→ **WRITTEN TASKS**:
1. Using the mortgage glossary, explain why a home closed on August 30th would have its first mortgage payment due on October 1st.
2. List every term in the mortgage glossary whose definition applies specifically to adjustable-rate mortgages (ARMs).

→ **GIVEN PASSAGE**:
Common Mortgage Terms
1st Payment Date: A first mortgage payment is due the first day of the month following the 30-day period after closing. For example, if you purchase a home and close on August 30th, the first payment would be due on October 1st.
1004D: Appraisal Update and/or Completion Report. This form is used to report the inspection of items the appraiser previously cited on the initial appraisal report, and ensure those items have been addressed properly.
203K Loan: This type of loan enables homebuyers and homeowners to finance both the purchase of a house and the cost of its rehabilitation (updates/construction) through a single mortgage or to finance the rehabilitation of their existing home. Generally houses purchased under this program are considered “fixer-uppers” rather than a standard “turn-key” home.
4506C: This form gives permission to the lender to verify income through past tax tax records with the IRS.
Adjustment Cap: A limit to how much a variable interest rate (on ARM-Adjustable-Rate Mortgage- loans only) can increase or decrease in a single adjustment period.
Adjustment Date: The date on which the interest rate changes for an adjustable-rate mortgage (ARM).
Adjustment Period: The period of time between adjustment dates for an adjustable-rate mortgage (ARM)
Amortization: The gradual reduction in the principal amount owed on a mortgage. During the earlier years of the loan, most of each payment is applied towards the interest owed. During the final years of the loan, payment amounts are applied almost exclusively to the remaining principal.
Amortization Term: The amount of time required to pay off the mortgage, expressed in months. For example, for a 15-year fixed-rate mortgage, the amortization term is 180 months.

→ **DATASET ENTRIES**:

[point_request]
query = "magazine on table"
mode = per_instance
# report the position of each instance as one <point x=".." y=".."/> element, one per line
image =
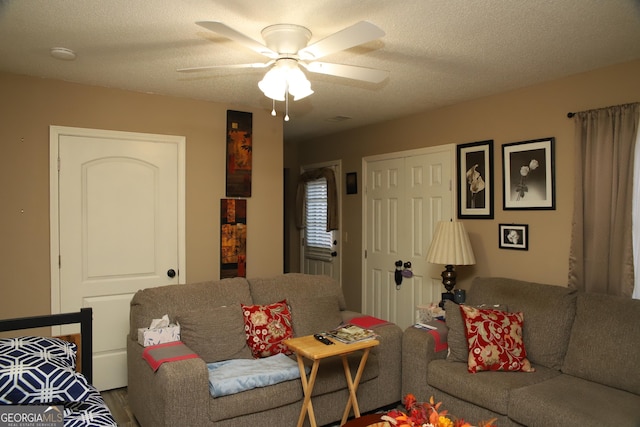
<point x="349" y="334"/>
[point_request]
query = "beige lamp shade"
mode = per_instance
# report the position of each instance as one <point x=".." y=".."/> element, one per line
<point x="450" y="245"/>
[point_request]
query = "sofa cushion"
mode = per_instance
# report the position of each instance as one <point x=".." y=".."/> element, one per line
<point x="313" y="315"/>
<point x="495" y="340"/>
<point x="292" y="286"/>
<point x="234" y="376"/>
<point x="457" y="336"/>
<point x="215" y="333"/>
<point x="266" y="327"/>
<point x="569" y="401"/>
<point x="255" y="401"/>
<point x="549" y="311"/>
<point x="489" y="389"/>
<point x="153" y="303"/>
<point x="604" y="341"/>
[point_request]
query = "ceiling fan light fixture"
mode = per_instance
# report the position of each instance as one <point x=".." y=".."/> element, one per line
<point x="273" y="85"/>
<point x="285" y="77"/>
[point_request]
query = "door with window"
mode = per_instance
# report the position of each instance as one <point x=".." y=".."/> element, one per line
<point x="320" y="249"/>
<point x="407" y="194"/>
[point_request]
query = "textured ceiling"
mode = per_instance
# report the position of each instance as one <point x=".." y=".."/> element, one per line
<point x="438" y="52"/>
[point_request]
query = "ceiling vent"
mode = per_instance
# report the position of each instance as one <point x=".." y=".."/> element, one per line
<point x="336" y="119"/>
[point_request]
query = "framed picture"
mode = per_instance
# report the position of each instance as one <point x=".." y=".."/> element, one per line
<point x="475" y="180"/>
<point x="352" y="183"/>
<point x="513" y="236"/>
<point x="529" y="175"/>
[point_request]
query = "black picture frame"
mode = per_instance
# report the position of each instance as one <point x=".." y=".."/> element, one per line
<point x="352" y="183"/>
<point x="475" y="180"/>
<point x="529" y="175"/>
<point x="513" y="236"/>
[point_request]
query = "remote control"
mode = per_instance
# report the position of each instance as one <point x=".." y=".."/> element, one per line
<point x="324" y="340"/>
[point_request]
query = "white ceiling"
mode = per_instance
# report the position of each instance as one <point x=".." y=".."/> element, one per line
<point x="438" y="52"/>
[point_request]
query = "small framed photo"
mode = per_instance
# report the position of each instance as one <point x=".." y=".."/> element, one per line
<point x="513" y="236"/>
<point x="352" y="183"/>
<point x="475" y="180"/>
<point x="529" y="175"/>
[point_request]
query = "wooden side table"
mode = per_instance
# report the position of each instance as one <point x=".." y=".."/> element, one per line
<point x="314" y="350"/>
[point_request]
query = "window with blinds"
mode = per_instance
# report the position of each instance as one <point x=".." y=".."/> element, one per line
<point x="318" y="242"/>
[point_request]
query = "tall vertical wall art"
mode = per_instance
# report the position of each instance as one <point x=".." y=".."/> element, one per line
<point x="233" y="238"/>
<point x="239" y="153"/>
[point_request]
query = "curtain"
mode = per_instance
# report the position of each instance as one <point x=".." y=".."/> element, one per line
<point x="332" y="196"/>
<point x="601" y="254"/>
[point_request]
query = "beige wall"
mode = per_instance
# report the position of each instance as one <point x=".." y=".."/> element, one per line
<point x="28" y="106"/>
<point x="525" y="114"/>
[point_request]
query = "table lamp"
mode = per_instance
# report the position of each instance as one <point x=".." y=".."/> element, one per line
<point x="450" y="246"/>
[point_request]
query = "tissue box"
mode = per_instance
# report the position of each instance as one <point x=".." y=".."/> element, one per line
<point x="148" y="336"/>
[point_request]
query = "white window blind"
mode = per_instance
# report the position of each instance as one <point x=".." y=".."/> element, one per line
<point x="318" y="242"/>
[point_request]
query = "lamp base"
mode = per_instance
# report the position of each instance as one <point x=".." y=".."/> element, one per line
<point x="446" y="296"/>
<point x="449" y="281"/>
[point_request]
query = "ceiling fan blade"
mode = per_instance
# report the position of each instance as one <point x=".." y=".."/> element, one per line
<point x="230" y="33"/>
<point x="210" y="67"/>
<point x="370" y="75"/>
<point x="355" y="35"/>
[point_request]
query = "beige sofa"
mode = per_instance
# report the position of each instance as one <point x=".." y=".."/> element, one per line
<point x="178" y="393"/>
<point x="585" y="349"/>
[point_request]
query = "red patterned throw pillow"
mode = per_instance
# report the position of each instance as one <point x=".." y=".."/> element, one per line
<point x="266" y="327"/>
<point x="495" y="340"/>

→ **RESPONSES**:
1. A first mortgage payment is due on the first day of the month following the 30-day period after closing. The 30 days after an August 30th closing run into late September, so the first day of the following month is October 1st.

2.
- Adjustment Cap
- Adjustment Date
- Adjustment Period